→ Exercise input
■ ■ ■ ■ ■

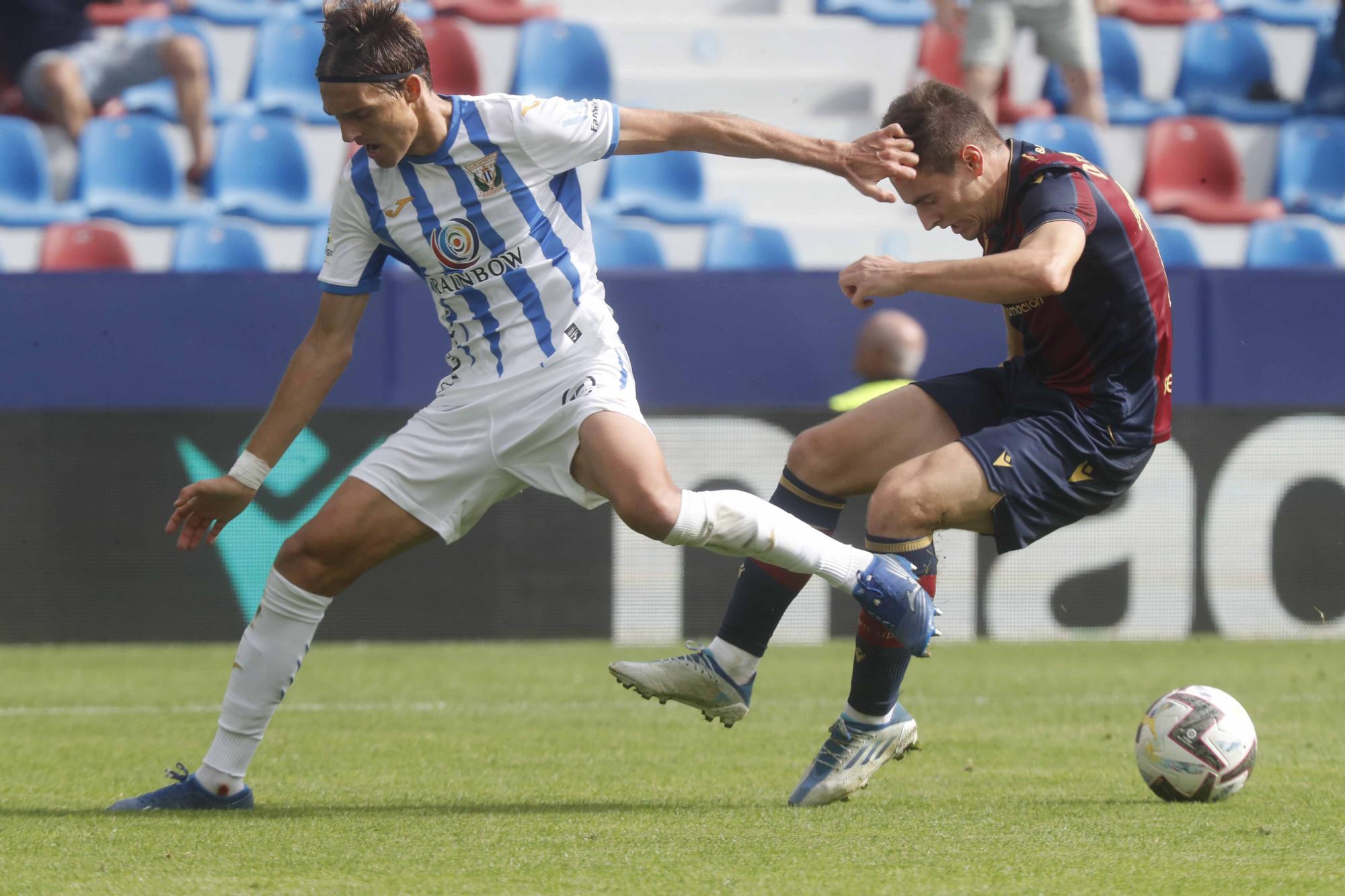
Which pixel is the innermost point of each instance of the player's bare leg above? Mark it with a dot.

■ ■ ■ ■ ■

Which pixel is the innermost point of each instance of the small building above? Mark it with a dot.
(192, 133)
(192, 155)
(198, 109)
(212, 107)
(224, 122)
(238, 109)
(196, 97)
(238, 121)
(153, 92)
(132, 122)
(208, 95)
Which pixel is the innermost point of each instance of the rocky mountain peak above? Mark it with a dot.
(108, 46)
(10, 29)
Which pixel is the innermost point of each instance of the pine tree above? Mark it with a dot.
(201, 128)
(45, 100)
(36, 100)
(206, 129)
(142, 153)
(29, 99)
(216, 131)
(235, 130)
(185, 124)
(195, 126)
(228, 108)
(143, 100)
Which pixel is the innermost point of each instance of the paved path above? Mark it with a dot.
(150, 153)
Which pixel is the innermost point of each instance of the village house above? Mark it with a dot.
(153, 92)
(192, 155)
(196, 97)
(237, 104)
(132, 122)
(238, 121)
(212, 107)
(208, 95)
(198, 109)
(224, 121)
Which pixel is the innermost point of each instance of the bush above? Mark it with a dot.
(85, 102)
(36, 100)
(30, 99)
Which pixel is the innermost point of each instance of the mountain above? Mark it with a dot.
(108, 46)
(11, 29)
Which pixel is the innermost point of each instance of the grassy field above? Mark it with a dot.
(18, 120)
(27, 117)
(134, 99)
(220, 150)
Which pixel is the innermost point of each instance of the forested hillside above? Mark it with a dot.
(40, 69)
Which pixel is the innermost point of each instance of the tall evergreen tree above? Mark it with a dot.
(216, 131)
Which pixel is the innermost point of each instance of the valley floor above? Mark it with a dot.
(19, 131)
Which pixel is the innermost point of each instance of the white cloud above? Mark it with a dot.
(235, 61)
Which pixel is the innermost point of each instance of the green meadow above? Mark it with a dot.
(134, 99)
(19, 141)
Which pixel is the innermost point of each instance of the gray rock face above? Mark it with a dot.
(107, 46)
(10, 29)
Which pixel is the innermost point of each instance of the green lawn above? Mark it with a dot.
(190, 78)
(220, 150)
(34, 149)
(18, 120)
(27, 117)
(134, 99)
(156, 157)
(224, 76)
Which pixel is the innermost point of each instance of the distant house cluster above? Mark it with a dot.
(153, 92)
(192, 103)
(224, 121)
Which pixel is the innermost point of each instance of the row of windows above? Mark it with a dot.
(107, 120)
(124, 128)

■ ■ ■ ■ ■

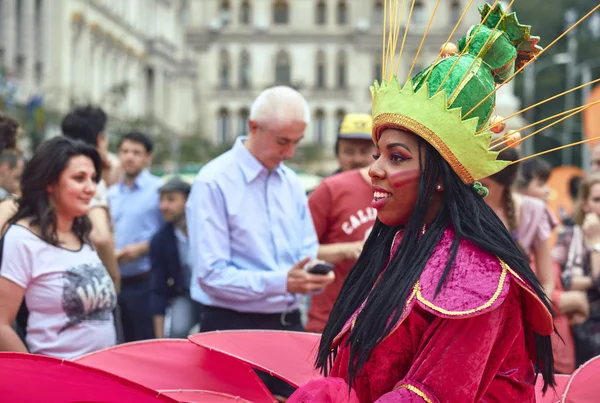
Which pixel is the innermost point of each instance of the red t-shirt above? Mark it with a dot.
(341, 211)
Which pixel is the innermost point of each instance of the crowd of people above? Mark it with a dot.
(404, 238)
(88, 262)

■ ■ ■ ■ ■

→ Problem to solve
How many lines in the entries above contain the word "mountain"? Reply with the number alone.

→ Finished exercise
2